### DOCUMENT
Two couples arrive for a camping trip at Great Smoky Mountains National Park in Cherokee, North Carolina, each looking to run away and transform themselves in their own way. John and Janine, (Paul Morella and Jennifer Mendenhall), are at an emotional breaking point after a meaningless promotion at John's corporate job as an oil executive. Mike and Traci, (Thomas W. Jones II and Erica Chamblee), are hoping to conceive during the trip. The vacation starts expectedly enough, with the group pontificating about nature and acknowledging the contradictions between their surroundings and the oil company jobs both men hold, but when a member of the group mysteriously disappears in the middle of the night A'Mour starts journeying further and further through the woods, past time and reality and deeper into the pure desires of these characters when freed from their societal responsibilities.

Sound designer Palmer Hefferan brings the nature to Northwest DC with an ever changing and always present array of birds and rustling, while Colin K. Bills' keeps the light level low, creating the effect of a forest canopy and even the wind blowing through the trees. The most surprising part of this production are the large-scale projections beamed onto a screen hanging above the action. These projections, by Aaron Fisher, mainly serve as the backdrops for scenes that take place outside of the park and in the city, but are at their most inventive when showing the character's selfies the moment after they take it on stage or when impossibly inserting the characters into a restaurant, (an ingenious effect, but not a very well executed one). However, this usage of projections has become so commonplace in theater, from local amateur stages to the Kennedy Center to New York, that it's almost a relief when the screen disappears for the second act and the focus goes back to the simple set.

### EXERCISE TASKS
1/ According to the theater review, who created the projections shown on the screen above the action?
2/ Write a continuation of the theater review, starting after its final sentence.

### DATA SHOWN
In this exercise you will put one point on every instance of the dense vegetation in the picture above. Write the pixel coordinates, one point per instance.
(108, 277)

### THE RESULTS
1/ Aaron Fisher

2/
Uniting all these distinct elements is director John Vreeke, who makes sense out of the chaos and keeps the pace swift, both in the first act made up of short, tangential scenes, and in the second act, a continuous, dialogue-driven exploration and culmination of the play's theme. Josh, (Jason Grasl), is ironically the first actor to be scene but also the last character to enter the story as a native of Cherokee, who's introduction to the group stirs the drama. Throughout the play, the cast of five proves their unique versatility as they seamlessly portray the many different sides that hide behind their character's shallow facades. In the end, A'Mour asks whether transformation is possible, and if so how, and without answering or not answering, what is for certain is that there is no better place to find out than at CHEROKEE.

Photo from theater's website.

CHEROKEE runs approximately two hours and fifteen minutes with one intermission, and includes water vapor haze.

CHEROKEE runs through March 8th at Woolly Mammoth Theater Company, 641 D St. NW DC 20004. For tickets visit http://www.woollymammoth.net/performances/buy-tickets/, call 202-393-3939, or visit the box office.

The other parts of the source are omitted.